Short exercise:
Return each line of the records below that contains the string "grass", copied verbatim. Matching is case-sensitive.

— start —

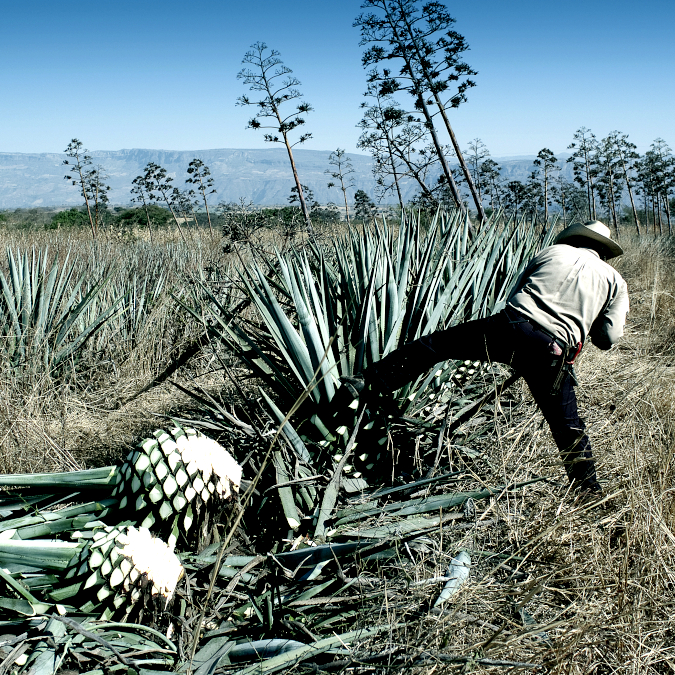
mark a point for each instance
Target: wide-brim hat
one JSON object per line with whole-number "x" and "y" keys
{"x": 595, "y": 231}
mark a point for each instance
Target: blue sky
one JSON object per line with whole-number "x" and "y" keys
{"x": 144, "y": 74}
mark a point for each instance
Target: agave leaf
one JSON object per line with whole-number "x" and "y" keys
{"x": 288, "y": 431}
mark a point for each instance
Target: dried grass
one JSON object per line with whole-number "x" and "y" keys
{"x": 598, "y": 583}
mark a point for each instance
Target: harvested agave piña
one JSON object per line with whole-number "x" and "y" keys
{"x": 183, "y": 479}
{"x": 122, "y": 571}
{"x": 171, "y": 484}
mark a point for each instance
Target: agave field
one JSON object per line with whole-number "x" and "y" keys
{"x": 254, "y": 517}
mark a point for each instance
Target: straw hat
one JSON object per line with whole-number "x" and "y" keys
{"x": 595, "y": 231}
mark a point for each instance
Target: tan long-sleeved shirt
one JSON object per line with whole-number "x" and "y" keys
{"x": 573, "y": 294}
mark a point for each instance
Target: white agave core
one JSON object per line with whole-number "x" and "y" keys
{"x": 152, "y": 557}
{"x": 213, "y": 461}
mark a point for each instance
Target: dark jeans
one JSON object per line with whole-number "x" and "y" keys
{"x": 506, "y": 337}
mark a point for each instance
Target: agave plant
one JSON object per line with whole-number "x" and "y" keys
{"x": 175, "y": 484}
{"x": 329, "y": 313}
{"x": 108, "y": 571}
{"x": 42, "y": 311}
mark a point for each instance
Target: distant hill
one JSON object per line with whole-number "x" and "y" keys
{"x": 264, "y": 175}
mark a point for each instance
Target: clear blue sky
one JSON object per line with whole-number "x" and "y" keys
{"x": 144, "y": 74}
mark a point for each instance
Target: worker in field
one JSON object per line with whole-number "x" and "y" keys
{"x": 567, "y": 294}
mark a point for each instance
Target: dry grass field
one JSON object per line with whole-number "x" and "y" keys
{"x": 577, "y": 588}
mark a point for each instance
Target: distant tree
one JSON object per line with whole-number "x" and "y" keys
{"x": 304, "y": 193}
{"x": 475, "y": 154}
{"x": 141, "y": 191}
{"x": 561, "y": 194}
{"x": 490, "y": 174}
{"x": 583, "y": 164}
{"x": 663, "y": 167}
{"x": 199, "y": 175}
{"x": 90, "y": 180}
{"x": 421, "y": 36}
{"x": 547, "y": 163}
{"x": 329, "y": 214}
{"x": 342, "y": 171}
{"x": 364, "y": 206}
{"x": 68, "y": 219}
{"x": 628, "y": 156}
{"x": 610, "y": 179}
{"x": 265, "y": 79}
{"x": 396, "y": 141}
{"x": 141, "y": 216}
{"x": 158, "y": 186}
{"x": 516, "y": 194}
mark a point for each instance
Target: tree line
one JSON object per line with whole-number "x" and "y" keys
{"x": 415, "y": 76}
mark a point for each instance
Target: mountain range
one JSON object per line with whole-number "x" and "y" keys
{"x": 262, "y": 175}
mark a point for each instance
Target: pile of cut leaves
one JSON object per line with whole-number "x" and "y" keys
{"x": 316, "y": 532}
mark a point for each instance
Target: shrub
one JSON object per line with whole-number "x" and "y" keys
{"x": 70, "y": 218}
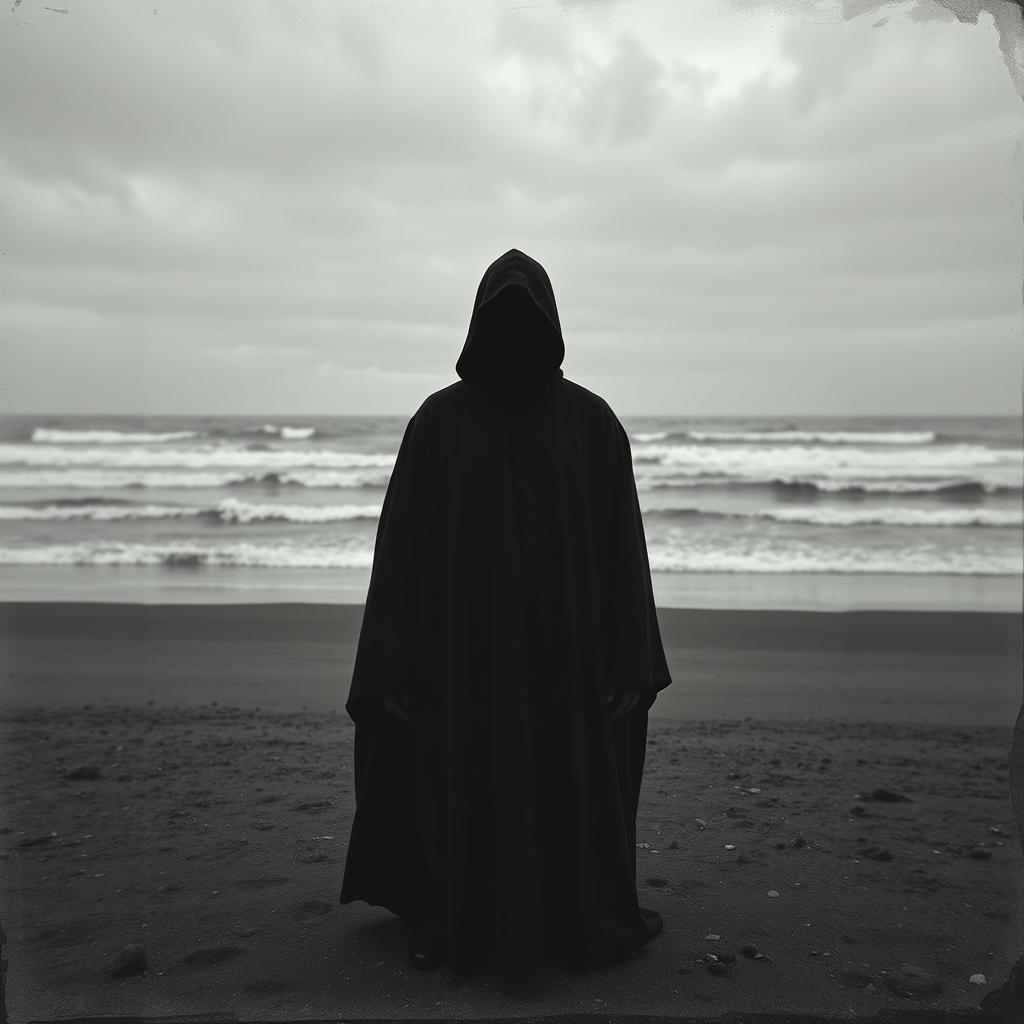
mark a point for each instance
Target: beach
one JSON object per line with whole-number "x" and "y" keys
{"x": 179, "y": 777}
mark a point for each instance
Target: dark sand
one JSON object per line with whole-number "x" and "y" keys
{"x": 218, "y": 820}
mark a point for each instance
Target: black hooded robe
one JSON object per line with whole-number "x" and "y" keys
{"x": 510, "y": 592}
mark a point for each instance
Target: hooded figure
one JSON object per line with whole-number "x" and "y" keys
{"x": 510, "y": 612}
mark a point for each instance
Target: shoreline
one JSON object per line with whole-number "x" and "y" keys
{"x": 239, "y": 585}
{"x": 938, "y": 668}
{"x": 212, "y": 826}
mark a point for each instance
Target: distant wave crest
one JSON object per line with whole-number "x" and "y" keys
{"x": 48, "y": 435}
{"x": 229, "y": 510}
{"x": 686, "y": 556}
{"x": 105, "y": 479}
{"x": 816, "y": 436}
{"x": 832, "y": 516}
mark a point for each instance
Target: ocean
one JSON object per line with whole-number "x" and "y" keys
{"x": 817, "y": 512}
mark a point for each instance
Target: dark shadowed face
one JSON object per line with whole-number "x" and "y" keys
{"x": 517, "y": 337}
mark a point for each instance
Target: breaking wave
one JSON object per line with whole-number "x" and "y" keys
{"x": 830, "y": 516}
{"x": 103, "y": 479}
{"x": 47, "y": 435}
{"x": 229, "y": 510}
{"x": 687, "y": 556}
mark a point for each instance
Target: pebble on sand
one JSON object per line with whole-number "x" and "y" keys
{"x": 908, "y": 981}
{"x": 38, "y": 840}
{"x": 130, "y": 961}
{"x": 886, "y": 796}
{"x": 877, "y": 853}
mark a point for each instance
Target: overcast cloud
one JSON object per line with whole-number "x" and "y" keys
{"x": 287, "y": 207}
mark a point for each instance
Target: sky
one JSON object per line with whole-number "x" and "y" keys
{"x": 287, "y": 207}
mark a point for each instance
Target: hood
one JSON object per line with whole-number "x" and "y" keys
{"x": 514, "y": 347}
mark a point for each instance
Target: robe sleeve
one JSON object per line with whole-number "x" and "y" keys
{"x": 634, "y": 654}
{"x": 388, "y": 644}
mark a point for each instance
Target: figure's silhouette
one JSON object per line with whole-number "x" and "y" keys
{"x": 507, "y": 660}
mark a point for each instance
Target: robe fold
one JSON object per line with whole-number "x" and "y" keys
{"x": 510, "y": 591}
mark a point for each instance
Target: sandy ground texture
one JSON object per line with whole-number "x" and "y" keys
{"x": 212, "y": 832}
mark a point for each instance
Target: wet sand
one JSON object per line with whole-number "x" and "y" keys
{"x": 213, "y": 826}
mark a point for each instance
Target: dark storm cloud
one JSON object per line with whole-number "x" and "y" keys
{"x": 273, "y": 207}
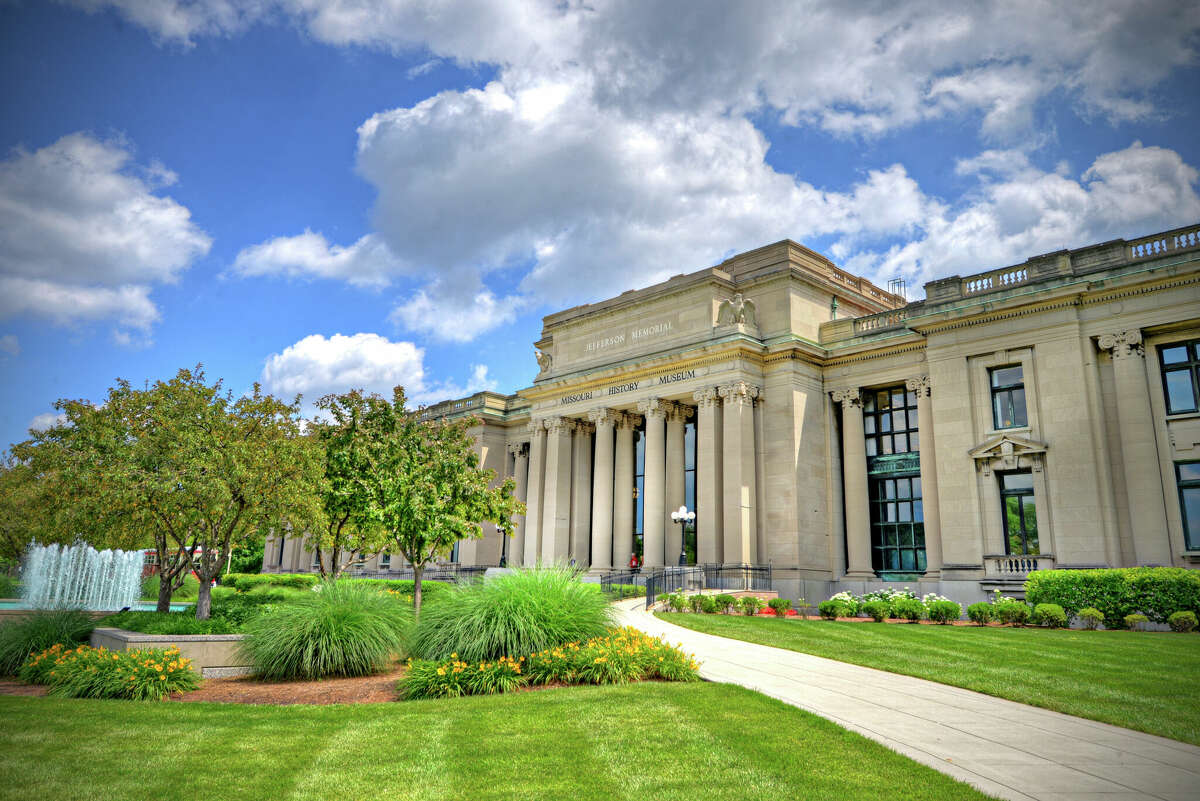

— end —

Complete answer:
Target: dried grass
Target: dry grass field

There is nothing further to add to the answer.